- GIVEN ENTRIES -
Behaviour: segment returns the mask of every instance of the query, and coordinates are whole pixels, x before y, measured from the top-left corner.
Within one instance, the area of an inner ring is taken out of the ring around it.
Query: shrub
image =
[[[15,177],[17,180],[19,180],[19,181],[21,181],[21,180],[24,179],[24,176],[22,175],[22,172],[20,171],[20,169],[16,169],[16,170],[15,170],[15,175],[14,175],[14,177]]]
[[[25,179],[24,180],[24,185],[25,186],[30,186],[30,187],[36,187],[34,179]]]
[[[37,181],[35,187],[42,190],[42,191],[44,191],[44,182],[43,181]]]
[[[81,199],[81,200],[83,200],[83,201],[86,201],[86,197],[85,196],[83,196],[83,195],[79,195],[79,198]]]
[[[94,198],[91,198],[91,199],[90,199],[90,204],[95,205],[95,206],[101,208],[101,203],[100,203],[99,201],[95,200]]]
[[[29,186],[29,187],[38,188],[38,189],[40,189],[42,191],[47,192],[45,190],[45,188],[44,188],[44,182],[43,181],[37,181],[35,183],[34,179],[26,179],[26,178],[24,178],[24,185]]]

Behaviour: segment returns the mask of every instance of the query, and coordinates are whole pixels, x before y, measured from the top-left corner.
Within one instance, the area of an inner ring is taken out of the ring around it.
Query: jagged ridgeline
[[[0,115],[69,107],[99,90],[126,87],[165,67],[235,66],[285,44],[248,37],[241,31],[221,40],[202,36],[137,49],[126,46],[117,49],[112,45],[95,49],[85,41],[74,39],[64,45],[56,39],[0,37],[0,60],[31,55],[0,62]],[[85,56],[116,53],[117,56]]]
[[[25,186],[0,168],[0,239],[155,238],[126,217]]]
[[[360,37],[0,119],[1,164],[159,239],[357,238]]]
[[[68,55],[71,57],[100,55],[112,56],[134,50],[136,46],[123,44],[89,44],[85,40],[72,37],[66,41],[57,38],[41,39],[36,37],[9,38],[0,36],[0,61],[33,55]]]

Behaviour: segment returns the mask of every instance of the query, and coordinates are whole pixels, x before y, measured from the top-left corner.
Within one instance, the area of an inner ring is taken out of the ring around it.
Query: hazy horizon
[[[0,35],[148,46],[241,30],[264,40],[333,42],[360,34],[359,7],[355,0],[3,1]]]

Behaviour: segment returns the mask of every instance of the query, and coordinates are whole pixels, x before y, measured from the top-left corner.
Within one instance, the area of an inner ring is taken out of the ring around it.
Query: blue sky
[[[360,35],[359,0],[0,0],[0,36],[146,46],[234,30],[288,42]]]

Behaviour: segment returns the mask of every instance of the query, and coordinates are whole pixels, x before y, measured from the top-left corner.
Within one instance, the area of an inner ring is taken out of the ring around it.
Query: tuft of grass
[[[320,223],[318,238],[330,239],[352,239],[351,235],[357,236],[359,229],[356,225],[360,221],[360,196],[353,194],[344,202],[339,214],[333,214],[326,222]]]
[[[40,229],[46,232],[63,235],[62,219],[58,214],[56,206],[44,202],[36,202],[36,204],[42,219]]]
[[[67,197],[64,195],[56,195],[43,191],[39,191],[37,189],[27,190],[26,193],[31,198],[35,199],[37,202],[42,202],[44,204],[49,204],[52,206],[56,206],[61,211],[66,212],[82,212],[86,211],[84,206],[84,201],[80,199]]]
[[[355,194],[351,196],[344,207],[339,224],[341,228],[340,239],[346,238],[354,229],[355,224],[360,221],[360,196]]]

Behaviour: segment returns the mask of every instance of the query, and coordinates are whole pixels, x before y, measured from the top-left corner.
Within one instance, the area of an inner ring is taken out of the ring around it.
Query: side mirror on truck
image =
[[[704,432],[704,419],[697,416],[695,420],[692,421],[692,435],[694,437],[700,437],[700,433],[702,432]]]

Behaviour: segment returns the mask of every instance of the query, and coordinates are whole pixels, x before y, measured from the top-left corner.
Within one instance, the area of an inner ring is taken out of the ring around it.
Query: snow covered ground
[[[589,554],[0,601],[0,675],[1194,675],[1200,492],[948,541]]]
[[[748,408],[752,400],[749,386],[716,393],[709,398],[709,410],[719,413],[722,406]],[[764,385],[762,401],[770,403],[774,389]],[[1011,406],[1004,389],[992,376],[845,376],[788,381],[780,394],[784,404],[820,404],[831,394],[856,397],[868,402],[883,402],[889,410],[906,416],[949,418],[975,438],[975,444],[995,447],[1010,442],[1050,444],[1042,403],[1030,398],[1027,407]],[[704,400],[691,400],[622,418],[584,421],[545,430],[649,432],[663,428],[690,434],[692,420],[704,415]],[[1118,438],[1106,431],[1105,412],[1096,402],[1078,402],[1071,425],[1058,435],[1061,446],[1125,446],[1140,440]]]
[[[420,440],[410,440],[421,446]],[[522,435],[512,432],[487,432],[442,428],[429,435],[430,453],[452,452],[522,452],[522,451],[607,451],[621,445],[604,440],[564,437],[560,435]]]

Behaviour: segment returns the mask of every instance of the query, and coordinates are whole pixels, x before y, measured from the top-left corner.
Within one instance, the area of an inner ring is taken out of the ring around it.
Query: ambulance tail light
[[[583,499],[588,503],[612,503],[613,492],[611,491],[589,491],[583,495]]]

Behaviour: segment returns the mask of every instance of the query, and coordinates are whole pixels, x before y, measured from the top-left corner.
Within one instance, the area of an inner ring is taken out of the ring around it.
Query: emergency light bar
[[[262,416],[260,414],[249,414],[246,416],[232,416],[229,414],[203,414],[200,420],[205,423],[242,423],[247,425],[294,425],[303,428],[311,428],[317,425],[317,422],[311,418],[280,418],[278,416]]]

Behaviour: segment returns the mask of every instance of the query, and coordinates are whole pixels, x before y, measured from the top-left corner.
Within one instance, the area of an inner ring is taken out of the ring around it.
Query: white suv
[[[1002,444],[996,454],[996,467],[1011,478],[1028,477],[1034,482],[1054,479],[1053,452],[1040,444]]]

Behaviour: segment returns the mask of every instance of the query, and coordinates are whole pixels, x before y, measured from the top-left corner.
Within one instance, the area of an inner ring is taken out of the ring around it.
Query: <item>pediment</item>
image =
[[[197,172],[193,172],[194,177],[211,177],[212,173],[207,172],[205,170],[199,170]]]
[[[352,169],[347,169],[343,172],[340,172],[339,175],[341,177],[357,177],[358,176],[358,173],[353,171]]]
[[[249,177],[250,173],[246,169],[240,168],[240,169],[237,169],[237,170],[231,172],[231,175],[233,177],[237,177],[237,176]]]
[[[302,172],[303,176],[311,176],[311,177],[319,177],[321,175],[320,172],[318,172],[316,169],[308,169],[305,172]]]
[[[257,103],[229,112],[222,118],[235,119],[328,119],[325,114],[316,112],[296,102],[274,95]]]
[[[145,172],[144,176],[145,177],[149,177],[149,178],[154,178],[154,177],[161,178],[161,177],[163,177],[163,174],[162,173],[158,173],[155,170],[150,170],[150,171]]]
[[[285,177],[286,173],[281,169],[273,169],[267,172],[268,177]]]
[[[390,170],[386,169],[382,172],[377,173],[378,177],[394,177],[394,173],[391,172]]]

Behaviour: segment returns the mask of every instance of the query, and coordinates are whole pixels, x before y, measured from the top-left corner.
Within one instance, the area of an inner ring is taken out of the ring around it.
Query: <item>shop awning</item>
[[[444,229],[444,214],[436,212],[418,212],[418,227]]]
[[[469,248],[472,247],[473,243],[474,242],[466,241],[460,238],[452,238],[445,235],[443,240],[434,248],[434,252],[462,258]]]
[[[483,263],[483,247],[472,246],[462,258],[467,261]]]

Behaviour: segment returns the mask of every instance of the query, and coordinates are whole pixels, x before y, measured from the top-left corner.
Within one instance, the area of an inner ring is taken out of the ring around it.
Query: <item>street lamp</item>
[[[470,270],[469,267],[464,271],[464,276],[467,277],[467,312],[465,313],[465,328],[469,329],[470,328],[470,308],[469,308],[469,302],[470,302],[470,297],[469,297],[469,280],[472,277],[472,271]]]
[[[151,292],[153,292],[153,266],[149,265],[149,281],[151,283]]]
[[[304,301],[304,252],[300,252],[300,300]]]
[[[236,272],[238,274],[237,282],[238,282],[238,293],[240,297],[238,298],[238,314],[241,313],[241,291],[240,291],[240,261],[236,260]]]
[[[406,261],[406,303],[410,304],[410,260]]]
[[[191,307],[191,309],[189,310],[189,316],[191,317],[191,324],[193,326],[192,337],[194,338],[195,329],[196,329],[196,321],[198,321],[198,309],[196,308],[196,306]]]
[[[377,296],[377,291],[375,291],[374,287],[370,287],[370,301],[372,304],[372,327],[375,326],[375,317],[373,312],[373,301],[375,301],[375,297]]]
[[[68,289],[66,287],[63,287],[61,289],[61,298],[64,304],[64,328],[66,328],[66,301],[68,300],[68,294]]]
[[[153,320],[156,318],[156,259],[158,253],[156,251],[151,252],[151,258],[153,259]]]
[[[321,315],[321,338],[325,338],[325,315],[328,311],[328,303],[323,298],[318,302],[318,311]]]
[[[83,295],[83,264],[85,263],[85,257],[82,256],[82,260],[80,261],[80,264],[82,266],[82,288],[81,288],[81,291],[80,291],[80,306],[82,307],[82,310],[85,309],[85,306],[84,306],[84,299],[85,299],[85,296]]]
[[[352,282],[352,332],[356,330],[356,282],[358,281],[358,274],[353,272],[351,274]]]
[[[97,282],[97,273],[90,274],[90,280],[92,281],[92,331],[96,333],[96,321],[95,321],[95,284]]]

- WORK INSTRUCTION -
Precisely the line with "Query: <item>shop awning</item>" and the lines after it, up to the last line of the entries above, are to be reproduced, and nothing more.

- RESPONSE TO THIS TASK -
Query: <item>shop awning</item>
[[[444,229],[444,214],[436,212],[418,212],[418,227]]]
[[[469,248],[472,247],[473,243],[474,242],[466,241],[460,238],[452,238],[445,235],[443,240],[434,248],[434,252],[462,258]]]
[[[483,263],[483,247],[472,246],[462,258],[467,261]]]

Behaviour: segment returns the mask of every instance of the query, and coordinates are whole pixels, x before y, measured from the top-left corner.
Within one instance, the area of an inner ring is taken out of the ring around it.
Query: <item>street lamp</item>
[[[470,270],[469,267],[464,271],[464,276],[467,277],[467,312],[465,313],[465,328],[469,329],[470,328],[470,308],[469,308],[469,302],[470,302],[470,297],[469,297],[469,280],[472,277],[472,271]]]
[[[151,292],[153,292],[153,266],[149,265],[149,281],[151,283]]]
[[[304,301],[304,252],[300,252],[300,300]]]
[[[236,272],[238,274],[237,282],[238,282],[238,293],[240,297],[238,298],[238,314],[241,313],[241,291],[240,291],[240,261],[236,260]]]
[[[406,261],[406,303],[410,304],[410,260]]]
[[[191,307],[191,309],[189,310],[189,316],[191,317],[191,324],[193,326],[192,337],[194,338],[195,329],[196,329],[196,321],[198,321],[198,309],[196,308],[196,306]]]
[[[377,296],[377,291],[375,291],[374,287],[370,287],[370,301],[372,304],[372,327],[375,326],[375,317],[373,312],[373,301],[375,301],[375,297]]]
[[[68,289],[66,287],[63,287],[61,289],[61,298],[64,304],[64,328],[66,328],[66,301],[68,300],[68,294]]]
[[[153,320],[156,318],[156,259],[158,253],[156,251],[151,252],[151,258],[153,259]]]
[[[321,315],[321,338],[325,338],[325,315],[328,311],[328,303],[323,298],[318,302],[318,311]]]
[[[83,295],[83,264],[85,263],[85,257],[82,256],[82,260],[80,261],[80,264],[82,266],[82,288],[81,288],[81,291],[80,291],[80,306],[82,307],[82,310],[85,309],[85,306],[84,306],[84,299],[85,299],[85,296]]]
[[[352,282],[352,332],[356,330],[356,282],[358,281],[358,274],[353,272],[351,274]]]
[[[97,282],[97,273],[90,274],[90,280],[92,281],[92,331],[96,333],[96,321],[95,321],[95,284]]]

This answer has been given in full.